Your goal: Retype every line of the data below, starting with the first and ending with the line that contains "box: [200, 81, 334, 177]", but leave out the pictures.

[Start of section]

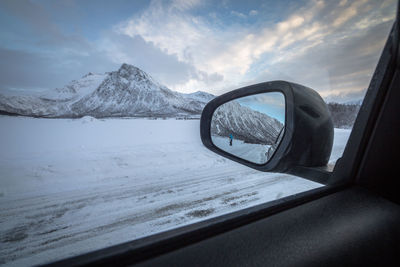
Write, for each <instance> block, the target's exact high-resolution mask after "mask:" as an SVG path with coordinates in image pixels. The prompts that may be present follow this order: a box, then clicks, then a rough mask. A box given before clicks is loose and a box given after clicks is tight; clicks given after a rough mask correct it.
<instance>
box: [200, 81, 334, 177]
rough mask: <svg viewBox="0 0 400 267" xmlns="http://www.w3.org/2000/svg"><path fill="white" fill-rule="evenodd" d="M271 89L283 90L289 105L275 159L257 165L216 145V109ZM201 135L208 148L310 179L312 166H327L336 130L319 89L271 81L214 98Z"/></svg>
mask: <svg viewBox="0 0 400 267" xmlns="http://www.w3.org/2000/svg"><path fill="white" fill-rule="evenodd" d="M267 92H280V93H282V94H283V95H284V97H285V104H286V107H285V131H284V135H283V138H282V141H281V142H280V144H279V145H278V147H277V148H276V151H275V153H274V155H273V156H272V158H271V159H270V160H269V161H268V162H267V163H265V164H256V163H252V162H250V161H247V160H244V159H241V158H239V157H236V156H234V155H232V154H229V153H227V152H225V151H223V150H221V149H219V148H218V147H216V146H215V145H214V144H213V142H212V140H211V129H210V128H211V120H212V116H213V113H214V111H215V110H216V109H217V108H218V107H219V106H221V105H222V104H224V103H226V102H229V101H231V100H234V99H237V98H241V97H245V96H249V95H255V94H260V93H267ZM200 135H201V140H202V142H203V144H204V145H205V146H206V147H207V148H209V149H210V150H212V151H213V152H215V153H217V154H219V155H221V156H223V157H226V158H229V159H231V160H233V161H236V162H238V163H241V164H244V165H246V166H248V167H251V168H254V169H256V170H259V171H265V172H280V173H290V174H295V175H299V176H303V177H305V178H308V177H306V176H307V174H306V173H307V172H308V171H307V170H310V168H311V169H312V168H320V169H321V168H325V167H327V164H328V161H329V158H330V154H331V151H332V145H333V135H334V131H333V122H332V119H331V116H330V112H329V110H328V107H327V105H326V103H325V102H324V100H323V99H322V98H321V96H320V95H319V94H318V93H317V92H316V91H314V90H313V89H311V88H308V87H305V86H302V85H299V84H296V83H291V82H286V81H271V82H265V83H260V84H255V85H251V86H247V87H243V88H240V89H237V90H233V91H231V92H228V93H226V94H223V95H221V96H219V97H217V98H215V99H213V100H212V101H210V102H209V103H208V104H207V105H206V106H205V107H204V109H203V112H202V115H201V120H200ZM312 180H315V179H312Z"/></svg>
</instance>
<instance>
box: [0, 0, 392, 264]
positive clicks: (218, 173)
mask: <svg viewBox="0 0 400 267" xmlns="http://www.w3.org/2000/svg"><path fill="white" fill-rule="evenodd" d="M395 6H396V1H394V0H386V1H374V0H366V1H350V0H349V1H347V0H341V1H323V0H304V1H294V0H293V1H291V0H288V1H252V2H251V3H247V2H242V1H229V0H228V1H161V0H154V1H150V2H149V1H132V2H126V1H112V2H111V1H96V2H93V1H76V2H69V1H47V0H43V1H1V2H0V21H1V23H0V31H1V33H2V34H1V37H0V54H1V60H0V147H1V149H0V264H4V265H15V266H21V265H22V266H23V265H37V264H43V263H47V262H51V261H54V260H58V259H62V258H66V257H70V256H75V255H79V254H82V253H85V252H89V251H94V250H96V249H101V248H105V247H108V246H111V245H116V244H120V243H122V242H126V241H131V240H134V239H138V238H141V237H145V236H149V235H152V234H154V233H159V232H162V231H166V230H170V229H173V228H176V227H180V226H183V225H188V224H192V223H195V222H198V221H201V220H205V219H209V218H211V217H215V216H220V215H224V214H227V213H230V212H234V211H238V210H242V209H245V208H248V207H252V206H255V205H258V204H262V203H266V202H268V201H273V200H276V199H280V198H282V197H286V196H289V195H292V194H296V193H300V192H304V191H307V190H310V189H314V188H317V187H320V186H322V185H320V184H317V183H314V182H311V181H308V180H306V179H302V178H299V177H295V176H291V175H286V174H275V173H262V172H258V171H255V170H253V169H250V168H247V167H245V166H242V165H239V164H237V163H235V162H233V161H230V160H228V159H226V158H223V157H221V156H218V155H217V154H214V153H213V152H211V151H209V150H207V149H206V148H205V147H204V146H203V145H202V143H201V140H200V135H199V118H200V114H201V111H202V109H203V107H204V106H205V105H206V103H208V102H209V101H210V100H212V99H213V98H214V97H215V96H218V95H220V94H222V93H225V92H228V91H230V90H233V89H236V88H239V87H243V86H246V85H251V84H255V83H259V82H265V81H271V80H288V81H292V82H296V83H300V84H303V85H305V86H308V87H310V88H313V89H315V90H316V91H318V92H319V94H320V95H321V96H322V97H323V98H324V100H325V101H326V102H327V103H328V106H329V109H330V111H331V113H332V118H333V121H334V125H335V137H334V145H333V151H332V155H331V158H330V164H331V165H334V164H335V162H336V160H337V159H338V158H339V157H341V155H342V153H343V150H344V147H345V145H346V142H347V139H348V137H349V134H350V132H351V128H352V125H353V123H354V120H355V118H356V116H357V113H358V110H359V108H360V104H361V102H362V99H363V97H364V94H365V91H366V88H367V87H368V84H369V80H370V78H371V76H372V73H373V70H374V68H375V66H376V63H377V61H378V59H379V55H380V53H381V51H382V49H383V46H384V43H385V40H386V38H387V36H388V33H389V31H390V29H391V26H392V24H393V21H394V18H395V10H396V7H395ZM226 138H227V137H226ZM225 141H227V142H229V140H228V139H226V140H225ZM235 141H236V140H235V139H234V140H233V142H235ZM226 144H227V143H225V145H226ZM228 145H229V143H228Z"/></svg>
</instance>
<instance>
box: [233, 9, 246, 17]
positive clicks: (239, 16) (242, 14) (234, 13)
mask: <svg viewBox="0 0 400 267" xmlns="http://www.w3.org/2000/svg"><path fill="white" fill-rule="evenodd" d="M231 15H233V16H235V17H238V18H241V19H245V18H247V16H246V15H245V14H243V13H240V12H237V11H234V10H232V11H231Z"/></svg>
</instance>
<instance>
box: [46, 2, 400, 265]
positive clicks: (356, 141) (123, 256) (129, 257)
mask: <svg viewBox="0 0 400 267" xmlns="http://www.w3.org/2000/svg"><path fill="white" fill-rule="evenodd" d="M398 15H399V5H397V13H396V19H395V22H394V24H393V27H392V29H391V32H390V34H389V37H388V39H387V41H386V44H385V46H384V48H383V51H382V53H381V56H380V59H379V61H378V64H377V66H376V69H375V71H374V74H373V76H372V79H371V81H370V84H369V87H368V90H367V93H366V96H365V98H364V101H363V103H362V106H361V108H360V111H359V113H358V115H357V118H356V121H355V123H354V126H353V129H352V132H351V134H350V137H349V140H348V142H347V144H346V147H345V150H344V152H343V155H342V157H341V159H339V160H338V162H337V164H336V165H335V167H334V169H333V172H332V175H331V182H330V183H329V184H328V185H326V186H324V187H320V188H316V189H312V190H309V191H306V192H302V193H298V194H294V195H290V196H287V197H284V198H281V199H278V200H274V201H270V202H267V203H264V204H261V205H257V206H253V207H250V208H245V209H242V210H239V211H236V212H232V213H228V214H225V215H221V216H218V217H214V218H211V219H207V220H205V221H201V222H198V223H194V224H190V225H187V226H183V227H178V228H175V229H172V230H169V231H165V232H161V233H158V234H154V235H151V236H147V237H144V238H140V239H136V240H133V241H129V242H125V243H122V244H118V245H114V246H111V247H108V248H103V249H100V250H96V251H93V252H89V253H85V254H82V255H78V256H74V257H71V258H67V259H62V260H60V261H56V262H53V263H49V264H47V266H82V265H111V264H112V265H113V266H124V265H128V264H135V263H138V262H141V261H144V260H146V259H150V258H153V257H155V256H158V255H161V254H164V253H167V252H170V251H173V250H175V249H178V248H182V247H185V246H188V245H190V244H193V243H196V242H199V241H201V240H204V239H207V238H210V237H212V236H215V235H218V234H221V233H224V232H227V231H230V230H233V229H236V228H238V227H241V226H243V225H246V224H249V223H252V222H254V221H257V220H260V219H262V218H267V217H268V216H271V215H273V214H277V213H280V212H282V211H284V210H288V209H291V208H295V207H297V206H299V205H302V204H305V203H308V202H310V201H313V200H316V199H320V198H322V197H324V196H327V195H330V194H334V193H336V192H339V191H342V190H343V189H345V188H348V187H349V186H352V185H354V184H356V183H360V182H362V180H361V181H360V178H358V180H357V179H356V178H357V173H358V172H359V170H360V165H361V164H362V159H363V156H364V153H365V151H366V147H367V144H368V141H369V140H370V139H371V135H372V132H373V128H374V125H375V124H376V121H377V119H378V116H379V112H380V110H381V109H382V106H383V105H384V99H385V96H386V93H387V91H388V88H389V85H390V82H391V81H392V78H393V75H394V73H395V70H396V68H397V66H398V65H399V55H398V51H399V29H400V28H399V17H398Z"/></svg>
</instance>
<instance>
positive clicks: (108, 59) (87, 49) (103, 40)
mask: <svg viewBox="0 0 400 267" xmlns="http://www.w3.org/2000/svg"><path fill="white" fill-rule="evenodd" d="M1 5H2V7H4V9H5V10H7V12H9V13H10V14H13V16H16V17H18V18H19V19H20V20H21V21H23V23H25V24H26V25H27V27H29V28H30V29H32V32H33V35H37V36H39V37H38V38H37V39H35V40H33V41H31V43H34V45H32V47H34V48H38V47H46V49H43V48H42V49H36V50H35V49H33V50H32V51H30V50H29V51H28V50H27V51H23V50H17V49H11V48H10V47H8V48H7V49H8V50H7V49H6V48H4V47H3V50H4V51H2V53H3V54H5V53H6V50H7V51H10V55H9V58H7V61H12V60H14V61H15V62H20V64H21V65H20V67H19V68H17V65H16V64H14V63H11V66H12V67H11V69H14V70H15V72H16V73H17V72H18V70H20V73H24V74H23V75H24V78H23V79H21V81H18V80H17V78H16V77H14V81H13V82H12V81H11V78H8V77H5V76H4V77H1V79H2V80H1V81H2V82H4V83H5V84H8V86H14V87H17V86H24V84H25V85H28V84H30V85H32V86H33V85H35V86H42V85H43V84H44V83H43V82H42V81H41V80H40V79H39V78H35V77H34V76H37V77H44V76H45V73H46V72H48V73H52V74H54V75H52V77H51V78H50V79H49V80H50V81H52V80H53V78H54V77H58V78H57V79H58V81H59V84H58V86H62V85H63V83H61V82H64V81H66V80H67V79H70V78H71V77H72V76H74V77H72V79H74V78H77V77H80V76H82V75H83V74H84V73H85V72H89V71H97V72H104V71H110V70H113V69H116V68H118V65H119V64H121V63H122V62H128V63H131V64H134V65H137V66H138V67H140V68H142V69H144V70H145V71H147V72H149V73H150V74H151V75H152V76H154V78H156V79H157V80H159V81H160V82H162V83H164V84H166V85H167V86H168V87H170V88H171V89H174V90H179V91H183V92H191V91H196V90H207V91H210V92H212V93H217V94H218V93H222V92H226V91H228V90H231V89H235V88H238V87H240V86H243V85H248V84H251V83H255V82H262V81H267V80H274V79H286V80H290V81H293V82H298V83H302V84H304V85H306V86H310V87H312V88H315V89H317V90H318V91H319V92H320V93H321V94H322V95H323V96H324V97H327V98H329V97H337V98H340V99H344V98H346V97H355V96H356V95H362V93H363V91H364V90H365V88H366V87H367V86H368V81H369V79H370V77H371V75H372V71H373V68H374V67H375V65H376V62H377V60H378V57H379V53H380V51H381V49H382V47H383V43H384V41H385V39H386V37H387V34H388V32H389V29H390V26H391V23H392V21H393V19H394V15H395V9H394V8H393V6H395V1H394V0H385V1H383V2H381V1H373V0H369V1H368V0H361V1H345V0H342V1H340V2H339V1H323V0H303V1H302V2H301V3H300V2H297V1H296V2H293V3H292V4H291V5H290V7H288V8H287V10H288V13H285V15H281V14H280V16H276V15H274V16H273V18H274V19H273V20H272V19H271V20H268V19H267V20H265V18H263V16H259V15H258V14H264V13H265V11H266V9H265V8H267V7H266V6H263V5H261V6H260V8H259V9H257V10H255V9H254V10H250V11H243V10H240V9H237V7H235V8H233V7H232V6H228V3H226V6H225V7H224V9H223V10H224V11H223V12H228V13H226V14H227V16H221V14H220V13H219V12H221V10H218V8H215V9H210V8H209V6H208V8H207V3H206V2H204V1H199V0H190V1H184V0H171V1H160V0H153V1H151V2H150V4H149V6H148V7H147V8H145V9H144V10H141V11H140V12H137V13H135V14H133V15H132V17H130V18H129V19H127V20H125V21H122V22H121V23H118V24H117V25H114V26H113V27H111V28H110V29H104V30H103V31H102V32H101V34H99V37H98V38H97V39H96V40H91V41H89V40H87V39H86V38H85V36H83V35H78V34H66V33H65V32H63V31H62V30H61V29H60V28H59V27H58V26H57V25H56V24H54V22H53V21H52V20H51V16H49V14H48V13H46V12H47V11H46V10H44V9H43V8H42V7H40V6H38V5H36V4H35V2H27V4H26V6H25V5H21V6H20V5H18V4H16V3H15V1H3V2H2V3H1ZM263 8H264V9H263ZM231 10H235V11H232V12H231V13H230V11H231ZM33 11H34V12H33ZM234 17H238V18H239V19H238V18H234ZM245 17H246V18H249V19H244V18H245ZM250 17H251V19H250ZM249 21H255V23H249ZM48 48H49V49H48ZM38 50H39V51H38ZM34 62H37V64H35V63H34ZM6 63H7V62H2V64H3V66H2V68H6ZM47 64H48V65H49V67H48V66H46V65H47ZM25 66H30V67H31V68H35V67H36V66H37V67H36V69H35V71H33V72H32V73H36V74H37V75H31V74H29V73H28V69H29V68H28V67H26V68H25ZM50 66H51V67H50ZM40 68H42V70H41V71H39V69H40ZM21 70H23V71H21ZM63 73H64V75H62V74H63ZM8 76H9V77H13V75H11V73H10V75H8ZM29 77H30V78H29ZM28 78H29V79H28ZM41 79H42V80H43V78H41ZM55 80H56V79H55V78H54V81H55ZM22 81H24V82H22ZM67 82H68V80H67ZM60 83H61V84H60ZM49 84H53V82H49ZM54 84H55V82H54Z"/></svg>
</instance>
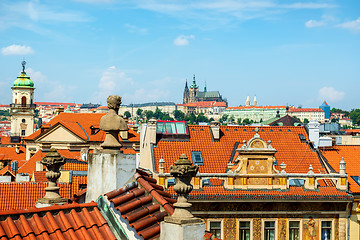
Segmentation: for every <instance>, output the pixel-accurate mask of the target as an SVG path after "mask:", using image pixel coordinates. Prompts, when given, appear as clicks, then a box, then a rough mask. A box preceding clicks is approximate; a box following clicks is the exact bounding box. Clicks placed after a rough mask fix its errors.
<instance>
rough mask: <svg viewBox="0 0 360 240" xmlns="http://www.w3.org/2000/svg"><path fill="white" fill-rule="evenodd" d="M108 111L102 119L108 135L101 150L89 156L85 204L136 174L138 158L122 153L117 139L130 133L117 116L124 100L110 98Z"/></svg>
mask: <svg viewBox="0 0 360 240" xmlns="http://www.w3.org/2000/svg"><path fill="white" fill-rule="evenodd" d="M107 103H108V108H109V112H108V113H107V114H106V115H104V116H103V117H102V118H101V120H100V129H101V130H103V131H105V132H106V136H105V140H104V142H103V144H101V147H102V148H103V149H102V150H100V151H96V152H94V153H92V154H89V158H88V177H87V179H88V182H87V193H86V202H90V201H95V200H96V199H97V198H98V197H99V196H100V195H102V194H104V193H107V192H110V191H113V190H115V189H118V188H121V187H123V186H124V185H125V184H126V183H127V182H128V181H129V180H130V179H131V178H132V177H133V176H134V174H135V171H136V155H135V154H123V153H122V152H121V150H120V147H121V144H120V143H119V140H118V135H119V132H121V131H128V128H127V125H126V123H125V121H124V119H123V118H122V117H121V116H119V115H118V110H119V107H120V104H121V97H120V96H118V95H116V96H114V95H111V96H109V97H108V99H107Z"/></svg>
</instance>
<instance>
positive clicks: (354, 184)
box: [320, 145, 360, 193]
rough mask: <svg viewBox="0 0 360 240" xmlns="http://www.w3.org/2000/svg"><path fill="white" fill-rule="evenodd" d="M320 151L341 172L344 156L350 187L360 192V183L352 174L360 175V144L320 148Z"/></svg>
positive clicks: (344, 159)
mask: <svg viewBox="0 0 360 240" xmlns="http://www.w3.org/2000/svg"><path fill="white" fill-rule="evenodd" d="M320 151H321V153H322V154H323V156H324V157H325V158H326V159H327V161H328V162H329V163H330V165H331V166H332V167H333V168H334V169H335V171H337V172H339V168H340V161H341V159H342V158H344V161H345V162H346V173H347V174H348V181H349V189H350V191H351V192H353V193H360V186H359V184H357V183H356V182H355V181H354V179H352V178H351V176H360V162H359V159H360V146H345V145H343V146H333V148H327V149H325V148H324V149H321V148H320Z"/></svg>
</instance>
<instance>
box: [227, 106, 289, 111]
mask: <svg viewBox="0 0 360 240" xmlns="http://www.w3.org/2000/svg"><path fill="white" fill-rule="evenodd" d="M253 108H255V109H286V106H239V107H228V108H227V109H226V110H245V109H253ZM290 108H291V107H290Z"/></svg>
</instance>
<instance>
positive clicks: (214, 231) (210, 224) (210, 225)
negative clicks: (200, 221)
mask: <svg viewBox="0 0 360 240" xmlns="http://www.w3.org/2000/svg"><path fill="white" fill-rule="evenodd" d="M210 232H211V233H212V234H214V235H215V237H216V238H221V221H210Z"/></svg>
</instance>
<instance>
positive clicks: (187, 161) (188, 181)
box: [160, 154, 205, 240]
mask: <svg viewBox="0 0 360 240" xmlns="http://www.w3.org/2000/svg"><path fill="white" fill-rule="evenodd" d="M198 169H199V166H198V165H192V162H191V161H190V160H189V159H188V158H187V156H186V155H185V154H182V155H181V156H180V158H179V159H178V160H177V161H176V162H175V165H172V166H170V174H171V175H172V176H173V177H175V178H176V185H175V186H174V190H175V192H176V193H177V195H178V199H177V202H176V203H174V207H175V211H174V213H173V214H172V215H171V216H167V217H165V218H164V221H162V222H161V223H160V229H161V230H160V232H161V233H160V240H167V239H172V240H185V239H186V240H202V239H204V234H205V224H204V223H203V222H202V220H201V219H200V218H196V217H194V216H193V215H192V213H191V211H190V208H191V205H192V204H191V203H189V202H188V200H187V196H188V195H189V193H190V192H191V190H192V189H193V186H192V185H191V184H190V182H191V179H192V178H193V177H195V176H196V173H197V171H198Z"/></svg>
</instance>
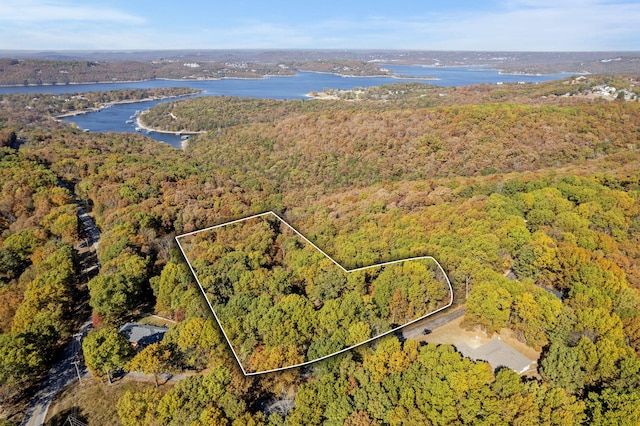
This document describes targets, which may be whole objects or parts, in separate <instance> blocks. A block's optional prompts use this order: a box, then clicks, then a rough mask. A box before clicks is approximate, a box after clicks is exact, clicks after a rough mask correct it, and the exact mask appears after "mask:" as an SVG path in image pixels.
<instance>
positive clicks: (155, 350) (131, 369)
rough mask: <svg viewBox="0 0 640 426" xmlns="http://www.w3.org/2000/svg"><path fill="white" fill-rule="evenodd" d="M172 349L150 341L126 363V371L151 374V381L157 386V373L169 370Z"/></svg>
mask: <svg viewBox="0 0 640 426" xmlns="http://www.w3.org/2000/svg"><path fill="white" fill-rule="evenodd" d="M171 358H172V351H171V349H169V348H168V347H167V346H165V345H163V344H162V343H159V342H158V343H152V344H150V345H149V346H147V347H146V348H144V349H143V350H141V351H140V352H138V353H137V354H136V356H134V357H133V359H132V360H131V361H130V362H129V363H128V364H127V366H126V369H127V370H128V371H141V372H142V373H143V374H152V375H153V381H154V382H155V384H156V387H158V374H160V373H165V372H171V370H173V366H172V363H171Z"/></svg>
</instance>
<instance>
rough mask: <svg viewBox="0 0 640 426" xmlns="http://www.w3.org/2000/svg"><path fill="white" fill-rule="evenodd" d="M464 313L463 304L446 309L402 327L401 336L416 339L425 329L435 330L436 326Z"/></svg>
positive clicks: (444, 324) (447, 322)
mask: <svg viewBox="0 0 640 426" xmlns="http://www.w3.org/2000/svg"><path fill="white" fill-rule="evenodd" d="M464 313H465V309H464V306H463V307H461V308H457V309H455V310H452V311H449V310H446V311H444V312H442V313H440V314H437V315H436V316H435V317H430V318H427V319H425V320H424V321H421V322H420V323H418V324H416V325H412V326H410V327H407V328H404V329H402V337H404V338H405V339H417V338H419V337H420V336H422V335H423V334H422V332H423V330H425V329H429V330H435V329H436V328H438V327H442V326H443V325H446V324H449V323H450V322H451V321H453V320H455V319H458V318H460V317H461V316H463V315H464Z"/></svg>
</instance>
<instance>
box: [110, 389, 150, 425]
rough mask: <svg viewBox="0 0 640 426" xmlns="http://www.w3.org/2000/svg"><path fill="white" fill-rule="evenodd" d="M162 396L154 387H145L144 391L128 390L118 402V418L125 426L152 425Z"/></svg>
mask: <svg viewBox="0 0 640 426" xmlns="http://www.w3.org/2000/svg"><path fill="white" fill-rule="evenodd" d="M160 397H161V395H160V393H159V392H158V391H157V390H156V389H154V388H145V389H144V390H143V391H142V392H133V391H130V390H128V391H126V392H125V393H124V395H123V396H122V397H121V398H120V399H119V400H118V402H117V403H116V409H117V411H118V418H119V419H120V421H121V422H122V424H123V425H124V426H140V425H144V426H148V425H151V424H153V420H154V417H155V408H156V406H157V405H158V402H159V401H160Z"/></svg>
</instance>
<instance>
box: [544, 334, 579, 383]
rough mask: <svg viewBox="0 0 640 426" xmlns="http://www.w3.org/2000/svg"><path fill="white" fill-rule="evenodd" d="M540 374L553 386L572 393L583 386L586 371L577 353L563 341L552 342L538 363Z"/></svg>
mask: <svg viewBox="0 0 640 426" xmlns="http://www.w3.org/2000/svg"><path fill="white" fill-rule="evenodd" d="M540 367H541V368H540V375H541V376H542V377H543V378H544V379H545V380H547V381H549V382H550V383H551V384H552V385H553V386H559V387H562V388H564V389H566V390H567V391H569V392H571V393H574V392H577V391H579V390H581V389H582V388H583V387H584V380H585V375H586V373H585V372H584V370H582V368H581V366H580V362H579V360H578V353H577V352H576V350H575V349H574V348H570V347H568V346H566V345H564V344H563V343H553V344H551V347H550V348H549V352H548V353H547V356H546V357H545V358H544V359H543V360H542V363H541V365H540Z"/></svg>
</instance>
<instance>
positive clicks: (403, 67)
mask: <svg viewBox="0 0 640 426" xmlns="http://www.w3.org/2000/svg"><path fill="white" fill-rule="evenodd" d="M382 66H383V67H384V68H387V69H389V70H391V71H393V73H394V74H396V75H402V76H411V77H412V78H411V79H403V78H394V77H342V76H339V75H335V74H323V73H312V72H298V73H297V74H296V75H295V76H291V77H268V78H264V79H223V80H148V81H137V82H121V83H95V84H70V85H56V86H27V87H25V86H16V87H0V94H10V93H34V94H35V93H54V94H65V93H77V92H96V91H106V90H119V89H150V88H157V87H176V86H179V87H192V88H194V89H199V90H202V91H203V92H202V93H201V94H199V95H197V96H219V95H226V96H239V97H251V98H273V99H304V98H305V97H306V96H305V95H306V94H307V93H309V92H312V91H314V90H316V91H322V90H323V89H353V88H355V87H370V86H380V85H383V84H392V83H398V82H407V81H422V82H424V83H428V84H433V85H437V86H467V85H471V84H486V83H489V84H495V83H498V82H527V83H539V82H544V81H549V80H557V79H560V78H564V77H567V76H570V75H571V74H548V75H521V74H500V73H499V72H498V71H497V70H492V69H487V68H484V67H424V66H399V65H382ZM427 78H437V80H431V79H427ZM169 101H175V99H171V100H160V101H148V102H136V103H131V104H120V105H113V106H111V107H109V108H105V109H103V110H101V111H99V112H93V113H88V114H82V115H77V116H73V117H67V118H65V121H66V122H74V123H76V124H77V125H78V127H80V128H82V129H89V130H90V131H93V132H108V131H114V132H131V133H132V132H135V122H134V123H126V121H128V120H130V117H131V116H132V115H134V114H135V112H136V111H144V110H147V109H149V108H151V107H153V106H155V105H157V104H158V103H161V102H169ZM147 136H149V137H150V138H153V139H155V140H157V141H160V142H165V143H168V144H170V145H172V146H174V147H176V148H180V146H181V142H182V141H181V139H180V136H179V135H174V134H166V133H155V132H152V133H148V134H147Z"/></svg>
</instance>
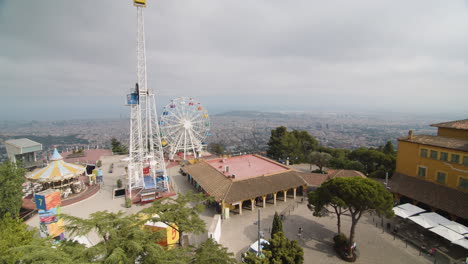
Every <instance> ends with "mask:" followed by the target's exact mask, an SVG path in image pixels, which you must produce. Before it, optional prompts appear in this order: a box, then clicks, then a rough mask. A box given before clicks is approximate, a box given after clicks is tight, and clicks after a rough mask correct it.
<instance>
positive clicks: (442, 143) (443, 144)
mask: <svg viewBox="0 0 468 264" xmlns="http://www.w3.org/2000/svg"><path fill="white" fill-rule="evenodd" d="M398 140H399V141H406V142H412V143H419V144H424V145H429V146H436V147H442V148H447V149H455V150H461V151H468V140H466V139H465V140H464V139H457V138H448V137H441V136H430V135H415V136H413V137H412V138H411V139H409V138H408V137H400V138H398Z"/></svg>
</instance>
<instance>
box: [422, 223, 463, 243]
mask: <svg viewBox="0 0 468 264" xmlns="http://www.w3.org/2000/svg"><path fill="white" fill-rule="evenodd" d="M429 230H430V231H431V232H434V233H436V234H438V235H439V236H441V237H443V238H445V239H447V240H448V241H450V242H453V241H456V240H460V239H465V238H464V237H463V236H462V235H460V234H458V233H457V232H454V231H452V230H450V229H448V228H446V227H445V226H436V227H434V228H431V229H429Z"/></svg>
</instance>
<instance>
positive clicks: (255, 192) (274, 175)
mask: <svg viewBox="0 0 468 264" xmlns="http://www.w3.org/2000/svg"><path fill="white" fill-rule="evenodd" d="M182 170H183V171H185V172H186V173H188V174H190V175H191V177H193V179H194V180H195V181H196V182H197V183H198V184H199V185H200V186H201V187H202V188H203V190H205V191H206V192H207V193H208V194H209V195H210V196H213V197H214V198H215V200H216V201H218V202H220V201H222V200H224V201H225V202H227V203H234V202H239V201H242V200H248V199H253V198H256V197H259V196H263V195H267V194H270V193H274V192H279V191H284V190H288V189H291V188H297V187H300V186H303V185H305V184H306V182H305V181H304V180H303V179H302V178H301V177H300V176H299V172H296V171H292V170H286V171H283V172H279V173H276V174H270V175H261V176H256V177H252V178H244V179H242V178H241V179H238V178H237V175H236V178H235V179H232V178H228V177H226V175H224V174H223V173H222V172H220V171H218V170H217V169H216V168H214V167H213V166H212V165H211V164H208V163H207V162H206V161H200V162H198V163H196V164H193V165H186V166H185V167H183V168H182Z"/></svg>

[End of section]

Output below:
Write, for each <instance> block, the target's exact high-resolution mask after "mask:" as an SVG path with coordinates in image pixels. The prompts that may be present follow this order: a box, then clicks, then a rough mask. A box given before clicks is loose and a box given after clicks is tight; clicks given after a rough mask correct it.
<instance>
box: [200, 81, 334, 177]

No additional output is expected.